#### RECORDS FOR THE EXERCISE

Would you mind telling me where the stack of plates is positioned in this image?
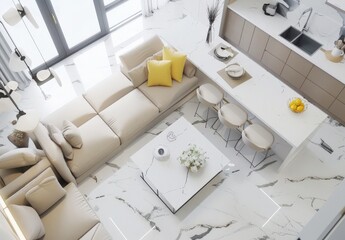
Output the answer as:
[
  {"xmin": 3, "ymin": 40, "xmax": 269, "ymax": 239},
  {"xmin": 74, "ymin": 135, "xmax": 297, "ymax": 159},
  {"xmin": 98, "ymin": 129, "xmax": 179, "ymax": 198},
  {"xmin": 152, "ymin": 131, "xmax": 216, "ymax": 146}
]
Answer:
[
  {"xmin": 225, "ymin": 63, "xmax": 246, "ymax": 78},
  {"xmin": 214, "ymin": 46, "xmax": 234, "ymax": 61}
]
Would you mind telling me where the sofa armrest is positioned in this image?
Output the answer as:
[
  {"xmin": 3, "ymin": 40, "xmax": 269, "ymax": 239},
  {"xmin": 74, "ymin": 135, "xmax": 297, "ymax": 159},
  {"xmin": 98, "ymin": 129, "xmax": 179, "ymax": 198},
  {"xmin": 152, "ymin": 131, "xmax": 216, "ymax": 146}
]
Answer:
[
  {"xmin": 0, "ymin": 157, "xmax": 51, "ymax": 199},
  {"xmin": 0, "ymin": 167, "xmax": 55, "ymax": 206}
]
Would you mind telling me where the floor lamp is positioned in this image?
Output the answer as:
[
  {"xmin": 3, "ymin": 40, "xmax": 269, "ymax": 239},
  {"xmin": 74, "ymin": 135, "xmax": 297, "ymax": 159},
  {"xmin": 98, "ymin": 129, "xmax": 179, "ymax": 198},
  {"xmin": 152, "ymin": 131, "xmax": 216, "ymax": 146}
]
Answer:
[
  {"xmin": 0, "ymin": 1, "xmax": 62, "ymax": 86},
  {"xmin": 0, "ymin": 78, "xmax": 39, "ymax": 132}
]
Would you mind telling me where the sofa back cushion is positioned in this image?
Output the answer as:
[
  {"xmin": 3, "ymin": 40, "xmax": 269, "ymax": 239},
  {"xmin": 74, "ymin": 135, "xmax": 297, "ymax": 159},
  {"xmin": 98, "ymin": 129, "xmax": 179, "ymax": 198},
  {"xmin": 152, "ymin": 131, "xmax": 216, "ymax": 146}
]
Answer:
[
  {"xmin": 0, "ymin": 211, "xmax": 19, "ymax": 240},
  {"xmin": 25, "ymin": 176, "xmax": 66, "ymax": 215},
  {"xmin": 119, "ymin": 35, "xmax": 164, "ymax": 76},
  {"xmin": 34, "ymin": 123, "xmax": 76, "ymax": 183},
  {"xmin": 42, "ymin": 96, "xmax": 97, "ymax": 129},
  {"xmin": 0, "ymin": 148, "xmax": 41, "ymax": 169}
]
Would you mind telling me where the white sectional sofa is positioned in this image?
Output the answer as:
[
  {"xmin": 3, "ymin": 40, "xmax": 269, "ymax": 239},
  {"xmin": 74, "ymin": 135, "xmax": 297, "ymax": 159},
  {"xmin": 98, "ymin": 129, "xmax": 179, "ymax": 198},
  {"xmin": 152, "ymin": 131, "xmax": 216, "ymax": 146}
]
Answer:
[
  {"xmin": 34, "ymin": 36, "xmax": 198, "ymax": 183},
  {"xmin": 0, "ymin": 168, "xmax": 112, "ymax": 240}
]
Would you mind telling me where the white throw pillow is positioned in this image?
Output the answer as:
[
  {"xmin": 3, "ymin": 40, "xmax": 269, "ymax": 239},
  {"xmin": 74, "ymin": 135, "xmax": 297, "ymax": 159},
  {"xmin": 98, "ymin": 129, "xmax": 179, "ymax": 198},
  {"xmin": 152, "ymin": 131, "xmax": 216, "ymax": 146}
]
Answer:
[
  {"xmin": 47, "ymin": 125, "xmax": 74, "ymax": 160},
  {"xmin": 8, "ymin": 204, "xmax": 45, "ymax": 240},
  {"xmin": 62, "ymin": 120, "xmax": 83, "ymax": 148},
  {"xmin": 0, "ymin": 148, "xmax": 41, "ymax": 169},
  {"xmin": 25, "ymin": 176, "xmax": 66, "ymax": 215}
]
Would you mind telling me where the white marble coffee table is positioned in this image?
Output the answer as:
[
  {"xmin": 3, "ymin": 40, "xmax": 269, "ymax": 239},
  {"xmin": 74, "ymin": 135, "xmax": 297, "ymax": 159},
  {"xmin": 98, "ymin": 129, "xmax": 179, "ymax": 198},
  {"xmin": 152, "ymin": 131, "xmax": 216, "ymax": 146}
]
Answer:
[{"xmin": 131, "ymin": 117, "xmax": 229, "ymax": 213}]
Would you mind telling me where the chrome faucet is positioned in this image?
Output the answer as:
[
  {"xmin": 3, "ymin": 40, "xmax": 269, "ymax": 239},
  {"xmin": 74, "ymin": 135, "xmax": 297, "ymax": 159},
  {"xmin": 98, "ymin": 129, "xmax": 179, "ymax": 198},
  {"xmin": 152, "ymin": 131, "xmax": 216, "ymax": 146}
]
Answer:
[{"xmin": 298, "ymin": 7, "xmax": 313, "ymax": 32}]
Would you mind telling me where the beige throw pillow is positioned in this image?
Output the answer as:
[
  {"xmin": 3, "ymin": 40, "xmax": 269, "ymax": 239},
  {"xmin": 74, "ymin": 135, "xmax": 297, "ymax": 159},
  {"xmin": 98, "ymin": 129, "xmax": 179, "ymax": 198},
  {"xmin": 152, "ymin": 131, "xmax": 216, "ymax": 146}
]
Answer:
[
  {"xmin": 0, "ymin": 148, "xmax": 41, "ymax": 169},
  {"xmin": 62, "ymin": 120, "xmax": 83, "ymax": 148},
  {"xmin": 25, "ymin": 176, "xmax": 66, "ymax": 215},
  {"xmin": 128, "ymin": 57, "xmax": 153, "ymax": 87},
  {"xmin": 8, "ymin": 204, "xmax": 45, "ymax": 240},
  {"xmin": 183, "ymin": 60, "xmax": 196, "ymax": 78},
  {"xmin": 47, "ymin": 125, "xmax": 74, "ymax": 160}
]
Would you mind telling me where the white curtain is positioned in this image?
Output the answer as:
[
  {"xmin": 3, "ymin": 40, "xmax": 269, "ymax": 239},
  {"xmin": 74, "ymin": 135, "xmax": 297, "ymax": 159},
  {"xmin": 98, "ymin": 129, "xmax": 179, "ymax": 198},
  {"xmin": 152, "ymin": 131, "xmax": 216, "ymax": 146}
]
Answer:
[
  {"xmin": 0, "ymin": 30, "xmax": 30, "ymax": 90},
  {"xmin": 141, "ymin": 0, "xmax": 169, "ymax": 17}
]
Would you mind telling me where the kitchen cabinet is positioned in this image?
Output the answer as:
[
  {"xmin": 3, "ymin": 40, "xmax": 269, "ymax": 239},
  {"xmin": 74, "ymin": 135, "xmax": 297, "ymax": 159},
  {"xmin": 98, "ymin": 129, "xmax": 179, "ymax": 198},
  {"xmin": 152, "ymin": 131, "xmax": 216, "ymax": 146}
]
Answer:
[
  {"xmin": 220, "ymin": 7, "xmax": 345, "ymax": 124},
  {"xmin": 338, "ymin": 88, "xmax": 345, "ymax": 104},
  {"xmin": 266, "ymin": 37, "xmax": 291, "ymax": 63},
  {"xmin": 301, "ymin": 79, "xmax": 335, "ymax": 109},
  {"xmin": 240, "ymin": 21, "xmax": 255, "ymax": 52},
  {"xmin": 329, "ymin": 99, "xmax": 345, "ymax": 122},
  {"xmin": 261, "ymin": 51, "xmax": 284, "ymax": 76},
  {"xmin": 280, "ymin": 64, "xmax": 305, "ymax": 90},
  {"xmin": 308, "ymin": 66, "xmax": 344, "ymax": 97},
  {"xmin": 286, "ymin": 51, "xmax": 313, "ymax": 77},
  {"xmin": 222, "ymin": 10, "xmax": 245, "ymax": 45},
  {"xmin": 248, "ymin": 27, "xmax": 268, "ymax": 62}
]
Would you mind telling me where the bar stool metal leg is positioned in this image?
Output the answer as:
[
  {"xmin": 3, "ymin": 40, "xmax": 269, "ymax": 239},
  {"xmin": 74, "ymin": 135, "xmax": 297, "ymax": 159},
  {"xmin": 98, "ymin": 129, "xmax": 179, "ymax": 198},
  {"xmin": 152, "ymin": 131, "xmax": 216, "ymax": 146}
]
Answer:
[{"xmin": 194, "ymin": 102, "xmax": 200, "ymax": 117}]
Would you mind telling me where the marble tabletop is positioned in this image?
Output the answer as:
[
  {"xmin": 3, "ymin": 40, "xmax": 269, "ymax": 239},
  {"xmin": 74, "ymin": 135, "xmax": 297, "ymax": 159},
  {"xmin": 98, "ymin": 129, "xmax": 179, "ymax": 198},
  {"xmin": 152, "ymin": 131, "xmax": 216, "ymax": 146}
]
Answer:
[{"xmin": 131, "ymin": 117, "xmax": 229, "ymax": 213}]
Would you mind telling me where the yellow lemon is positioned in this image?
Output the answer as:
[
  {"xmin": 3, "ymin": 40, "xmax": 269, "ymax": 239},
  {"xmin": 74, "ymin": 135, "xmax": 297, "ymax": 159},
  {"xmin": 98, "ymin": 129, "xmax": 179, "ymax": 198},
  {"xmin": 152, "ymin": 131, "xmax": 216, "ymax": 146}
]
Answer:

#### WHAT IS EXPECTED
Return every line of the items above that contains the word "pillow", keeping letter case as given.

#### SOLUTION FOR THIS TASK
Would you mind telling me where the white throw pillow is positioned in this image?
Would you mind telling me where the beige throw pillow is positioned in this image?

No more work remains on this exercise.